◆ **SHORT TASK**
According to the text excerpt on U.S. support for Middle Eastern governments, which two things must a country agree to keep flowing out of the region?

◆ **TEXT EXCERPT**
###

We support dictators in the Middle East, and long have -- while not supporting other dictators. Sometimes (as in the case of Saddam Hussein) we support them right up until we don't support them any more. The Arab Spring showed how widely this practice is used, in fact. We support secular governments and ultra-religious governments in the region. We used to have the yardstick of the Cold War, where we supported those countries who shunned the Soviet Union, but we don't even have that sorting process to rely on any more.

The only possible way to make any sense out of which countries we support and which we don't really comes down to the ones who agree to keep two things freely flowing out of the region: oil and American corporate profits. We really don't much care how leaders treat their own people beyond that crass metric, at least not in any real way. We're for "stability" in the region, even if that means propping up brutal dictators and benevolent despots alike. But "stability" really only translates to "keep the oil flowing, and we'll look the other way on everything else."

###

◆ **INFORMATION SUPPLIED**
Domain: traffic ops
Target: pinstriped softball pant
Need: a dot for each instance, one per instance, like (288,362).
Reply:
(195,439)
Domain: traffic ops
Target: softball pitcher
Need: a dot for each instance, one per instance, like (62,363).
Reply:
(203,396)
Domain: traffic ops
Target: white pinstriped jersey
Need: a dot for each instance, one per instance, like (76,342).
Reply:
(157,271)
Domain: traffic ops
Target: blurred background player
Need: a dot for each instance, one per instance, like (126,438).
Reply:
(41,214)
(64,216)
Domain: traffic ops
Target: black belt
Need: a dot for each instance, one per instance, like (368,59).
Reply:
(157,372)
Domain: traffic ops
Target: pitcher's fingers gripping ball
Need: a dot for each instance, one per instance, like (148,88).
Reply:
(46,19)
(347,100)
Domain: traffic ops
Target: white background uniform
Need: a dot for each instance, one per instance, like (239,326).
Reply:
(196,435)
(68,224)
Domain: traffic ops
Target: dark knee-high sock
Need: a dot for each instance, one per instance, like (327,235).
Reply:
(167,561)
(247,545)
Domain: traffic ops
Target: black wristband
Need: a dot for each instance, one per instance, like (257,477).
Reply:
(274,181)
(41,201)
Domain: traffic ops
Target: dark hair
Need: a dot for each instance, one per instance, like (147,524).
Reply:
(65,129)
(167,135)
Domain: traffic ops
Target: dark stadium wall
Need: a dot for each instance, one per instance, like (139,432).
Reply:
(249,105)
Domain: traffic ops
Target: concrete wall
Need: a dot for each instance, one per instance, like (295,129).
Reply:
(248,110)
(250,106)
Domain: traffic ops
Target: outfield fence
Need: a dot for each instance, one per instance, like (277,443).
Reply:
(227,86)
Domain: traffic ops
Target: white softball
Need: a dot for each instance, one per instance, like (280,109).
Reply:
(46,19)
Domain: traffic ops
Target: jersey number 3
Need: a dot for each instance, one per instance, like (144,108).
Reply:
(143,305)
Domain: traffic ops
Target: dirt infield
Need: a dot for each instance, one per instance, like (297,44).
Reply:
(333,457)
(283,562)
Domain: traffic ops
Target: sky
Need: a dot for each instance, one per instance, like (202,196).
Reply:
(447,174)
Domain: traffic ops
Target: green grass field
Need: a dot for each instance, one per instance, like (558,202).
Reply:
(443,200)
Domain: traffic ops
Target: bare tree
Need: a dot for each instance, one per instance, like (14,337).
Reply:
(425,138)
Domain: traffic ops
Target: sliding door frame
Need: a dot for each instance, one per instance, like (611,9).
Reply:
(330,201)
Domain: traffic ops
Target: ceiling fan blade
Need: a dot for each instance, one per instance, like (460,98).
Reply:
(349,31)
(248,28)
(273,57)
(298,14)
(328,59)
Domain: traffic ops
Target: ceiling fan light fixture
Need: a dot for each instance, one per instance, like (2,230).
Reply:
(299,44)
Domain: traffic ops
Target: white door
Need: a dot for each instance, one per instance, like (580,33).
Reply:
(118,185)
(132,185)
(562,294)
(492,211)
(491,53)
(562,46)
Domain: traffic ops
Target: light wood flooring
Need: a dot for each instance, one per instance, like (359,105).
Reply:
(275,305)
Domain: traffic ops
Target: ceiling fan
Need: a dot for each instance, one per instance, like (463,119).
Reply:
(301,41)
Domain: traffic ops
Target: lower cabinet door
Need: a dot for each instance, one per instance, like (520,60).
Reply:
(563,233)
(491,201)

###

◆ **CORRECT RESULT**
Oil and American corporate profits.